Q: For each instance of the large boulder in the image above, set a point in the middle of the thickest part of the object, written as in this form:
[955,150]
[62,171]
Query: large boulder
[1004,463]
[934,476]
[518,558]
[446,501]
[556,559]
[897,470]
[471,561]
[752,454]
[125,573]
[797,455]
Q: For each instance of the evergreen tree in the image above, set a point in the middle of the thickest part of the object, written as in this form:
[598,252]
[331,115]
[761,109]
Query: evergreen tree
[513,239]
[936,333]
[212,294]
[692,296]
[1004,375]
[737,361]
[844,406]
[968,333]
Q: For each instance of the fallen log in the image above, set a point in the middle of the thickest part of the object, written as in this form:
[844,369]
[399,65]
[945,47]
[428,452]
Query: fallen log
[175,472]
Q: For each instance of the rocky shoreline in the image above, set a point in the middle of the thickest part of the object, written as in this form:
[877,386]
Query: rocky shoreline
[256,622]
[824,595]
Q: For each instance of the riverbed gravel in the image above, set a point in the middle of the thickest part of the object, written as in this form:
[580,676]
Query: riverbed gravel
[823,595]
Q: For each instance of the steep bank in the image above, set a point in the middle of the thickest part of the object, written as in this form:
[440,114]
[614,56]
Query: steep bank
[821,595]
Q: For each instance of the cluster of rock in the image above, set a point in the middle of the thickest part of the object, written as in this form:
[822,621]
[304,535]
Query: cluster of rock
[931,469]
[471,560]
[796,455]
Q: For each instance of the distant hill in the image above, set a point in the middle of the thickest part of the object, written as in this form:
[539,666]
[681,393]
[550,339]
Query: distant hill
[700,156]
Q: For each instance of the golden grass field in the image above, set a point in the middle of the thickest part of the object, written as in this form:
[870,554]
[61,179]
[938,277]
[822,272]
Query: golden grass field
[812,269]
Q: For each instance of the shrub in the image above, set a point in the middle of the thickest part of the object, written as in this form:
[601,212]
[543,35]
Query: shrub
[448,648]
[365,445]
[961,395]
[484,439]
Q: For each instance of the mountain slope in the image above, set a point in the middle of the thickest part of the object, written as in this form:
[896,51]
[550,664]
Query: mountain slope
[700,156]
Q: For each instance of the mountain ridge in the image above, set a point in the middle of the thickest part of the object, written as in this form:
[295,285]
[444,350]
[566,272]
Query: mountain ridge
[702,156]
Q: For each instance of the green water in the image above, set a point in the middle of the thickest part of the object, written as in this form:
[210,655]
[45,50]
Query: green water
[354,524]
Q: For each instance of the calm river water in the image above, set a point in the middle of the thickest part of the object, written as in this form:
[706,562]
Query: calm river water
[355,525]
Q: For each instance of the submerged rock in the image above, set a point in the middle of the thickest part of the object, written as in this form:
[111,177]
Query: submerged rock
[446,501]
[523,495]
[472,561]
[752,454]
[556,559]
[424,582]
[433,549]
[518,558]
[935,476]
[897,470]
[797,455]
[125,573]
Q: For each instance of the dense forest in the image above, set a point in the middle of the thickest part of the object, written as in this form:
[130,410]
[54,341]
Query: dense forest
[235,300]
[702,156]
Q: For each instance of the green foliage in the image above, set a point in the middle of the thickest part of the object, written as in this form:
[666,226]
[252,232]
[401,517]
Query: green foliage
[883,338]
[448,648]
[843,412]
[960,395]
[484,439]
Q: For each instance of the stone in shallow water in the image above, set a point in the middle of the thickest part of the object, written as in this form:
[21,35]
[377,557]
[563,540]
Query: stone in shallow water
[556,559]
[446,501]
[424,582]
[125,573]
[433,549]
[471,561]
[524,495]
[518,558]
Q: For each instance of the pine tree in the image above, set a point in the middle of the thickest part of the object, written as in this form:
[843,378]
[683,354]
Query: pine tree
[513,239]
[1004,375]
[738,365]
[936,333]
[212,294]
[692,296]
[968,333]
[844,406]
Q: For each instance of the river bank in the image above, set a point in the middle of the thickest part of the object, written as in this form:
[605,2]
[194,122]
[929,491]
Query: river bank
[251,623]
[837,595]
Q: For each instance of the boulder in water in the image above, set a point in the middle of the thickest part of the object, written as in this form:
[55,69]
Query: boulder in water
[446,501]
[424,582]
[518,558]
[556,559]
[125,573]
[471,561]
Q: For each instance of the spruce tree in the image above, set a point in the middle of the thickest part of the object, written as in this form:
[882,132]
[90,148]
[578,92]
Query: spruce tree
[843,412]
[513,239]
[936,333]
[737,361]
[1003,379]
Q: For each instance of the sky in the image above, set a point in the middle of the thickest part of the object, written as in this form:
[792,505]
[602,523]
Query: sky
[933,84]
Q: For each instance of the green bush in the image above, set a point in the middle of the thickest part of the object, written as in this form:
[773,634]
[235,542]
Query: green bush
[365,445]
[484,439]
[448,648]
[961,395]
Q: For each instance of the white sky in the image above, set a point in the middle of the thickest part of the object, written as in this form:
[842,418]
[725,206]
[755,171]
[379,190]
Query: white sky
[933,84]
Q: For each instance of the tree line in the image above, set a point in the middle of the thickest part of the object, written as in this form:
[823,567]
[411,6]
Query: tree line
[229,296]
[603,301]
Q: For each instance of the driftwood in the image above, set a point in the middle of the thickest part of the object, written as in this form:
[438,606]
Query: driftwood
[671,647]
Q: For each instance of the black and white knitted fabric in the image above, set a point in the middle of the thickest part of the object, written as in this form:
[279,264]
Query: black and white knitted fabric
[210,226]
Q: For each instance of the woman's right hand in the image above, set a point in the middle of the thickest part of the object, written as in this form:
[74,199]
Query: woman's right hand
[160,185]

- _To do_
Without leaving anything out, quote all the data.

- _Final result_
Q: For each instance of the large boulder in the image above, set a point in the middle of the thickest part of the object, written as in this form:
[955,150]
[62,171]
Query: large boulder
[1004,463]
[934,476]
[518,558]
[446,501]
[556,559]
[897,470]
[471,561]
[752,454]
[125,573]
[797,455]
Q: For each instance of the evergreen tree in the image above, set a point in the middle of the thickest part of the object, written as in this form:
[598,252]
[331,115]
[761,109]
Query: evergreen tree
[513,239]
[936,333]
[212,294]
[692,296]
[1004,375]
[737,361]
[844,406]
[968,333]
Q: For each instance of the fallen log in the image above, set a point in the middle of the thickest part of the object, written as in this form:
[844,369]
[399,65]
[945,47]
[428,452]
Query: fallen log
[175,472]
Q: For each instance of the rocky shoreline in the image above, set a point in the middle of the thickest part of the object, written as in this form:
[877,386]
Query: rocky shoreline
[256,622]
[824,595]
Q: For each instance of the riverbed gravel in the image above, set a point in the middle of the thickest part of the object, written as in this form:
[580,676]
Query: riverbed gravel
[823,595]
Q: For each instance of the steep bank in the image above, set a point in the middle of the thickest part of the object, written as in this form:
[440,114]
[614,56]
Query: steep bank
[821,595]
Q: For each instance of the cluster of rock in the image above, set a point in the middle of the thickest part of the object, written as in this form:
[822,621]
[304,535]
Query: cluster of rock
[931,469]
[471,560]
[796,455]
Q: For each instance of the distant hill in the image above, set a point in the middle of the thickest part of the object, written as in this form:
[539,666]
[681,393]
[550,339]
Query: distant hill
[700,156]
Q: For each instance of the golden grass field in the image above, set a point in the middle of the thickest part of the object, written as in this form:
[870,554]
[61,179]
[938,277]
[822,272]
Query: golden grass field
[812,269]
Q: For each instance of the shrub in the image above, set a point in the middle of the thickest part of the object, written as in this form:
[601,212]
[543,35]
Query: shrub
[448,648]
[365,445]
[961,395]
[484,439]
Q: For each instance of the mountain slope in the image above, set a point in the middle of the thickest part of the object, written as in this form:
[896,51]
[550,664]
Query: mountain slope
[700,156]
Q: For each instance of the mountain ridge in the image above, set a point in the middle of the thickest part of the object, written as in this form:
[295,285]
[444,350]
[566,272]
Query: mountain ridge
[702,156]
Q: For each instance of the green water in the image above, set a point in the middle of the thickest part of the object, written as in this form:
[210,655]
[45,50]
Query: green water
[354,524]
Q: For each instance of the calm river water in the image above, set a point in the middle of the thickest part of the object, written as in this form:
[706,562]
Query: calm river water
[355,525]
Q: For each instance of the submerged rock in the image above, set a point in the middle of the thickest part of the object, written as in this form:
[111,177]
Query: submerged rock
[446,501]
[523,495]
[472,561]
[752,454]
[556,559]
[424,582]
[433,549]
[518,558]
[935,476]
[897,470]
[797,455]
[125,573]
Q: For each instance of the dense forest in the image above, set a point in the middle of the thickest part of the object, written as in this form:
[130,410]
[54,341]
Query: dense forest
[235,300]
[702,156]
Q: For each instance of the green foliage in the image above, set a point in the middle of the thickest part of the object, written as in this form:
[666,226]
[252,232]
[401,517]
Query: green foliage
[883,338]
[448,648]
[843,412]
[960,395]
[484,439]
Q: For each instance of the stone in shallow water in the image above, set a point in the middle of the thickest part of the object, written as in this form:
[21,35]
[377,557]
[563,540]
Query: stone in shallow water
[556,559]
[446,501]
[424,582]
[125,573]
[433,549]
[471,561]
[524,495]
[518,558]
Q: For each instance of the pine tree in the image above, set a point in the middle of the thickest part of the object, written as in this form:
[843,378]
[683,354]
Query: pine tree
[513,239]
[1004,375]
[738,365]
[936,333]
[212,294]
[692,296]
[968,333]
[844,406]
Q: For each instance of the river bank in the image above, set a point in the middle of the thickest part of the object, written as in this form:
[605,2]
[194,122]
[929,491]
Query: river bank
[251,623]
[837,595]
Q: For each instance of the boulder in water in the image above, set a point in the middle of the thickest part of the object, written as in this form:
[55,69]
Query: boulder in water
[446,501]
[424,582]
[518,558]
[556,559]
[125,573]
[471,561]
Q: For each instance of the spruce tree in the image above, set a point in the middle of the thickest part of the object, written as in this form:
[882,132]
[90,148]
[578,92]
Query: spruce tree
[843,412]
[513,239]
[936,333]
[737,361]
[1003,379]
Q: For each instance of the sky in the image above, set a point in the middle of the thickest part of the object, written as in this form:
[792,505]
[602,523]
Query: sky
[933,84]
Q: For each instance of the green bush in the image above, set a point in the middle of the thickest part of the object, written as in this form:
[773,634]
[235,542]
Query: green bush
[365,445]
[484,439]
[448,648]
[961,395]
Q: For each instance of the white sky in the image above, set a point in the middle of the thickest part of the object, written as in this form:
[842,418]
[725,206]
[755,171]
[379,190]
Query: white sky
[933,84]
Q: For each instance of the tree line in the image above, set a point in the middle of the thickest part of the object, written as in this form:
[823,567]
[411,6]
Query: tree line
[229,296]
[603,301]
Q: For each instance of the driftwood in the image above, set a point in the middle of the thickest part of the object, written as in this form:
[438,606]
Query: driftwood
[671,647]
Q: For each instance of the black and white knitted fabric in the image above, set a point in the middle of the thickest part of the object, written as in this form:
[279,264]
Query: black and white knitted fabric
[210,226]
Q: For each instance of the woman's right hand in the image above, set a point in the middle of the thickest part of the object, written as in this form:
[74,199]
Query: woman's right hand
[160,185]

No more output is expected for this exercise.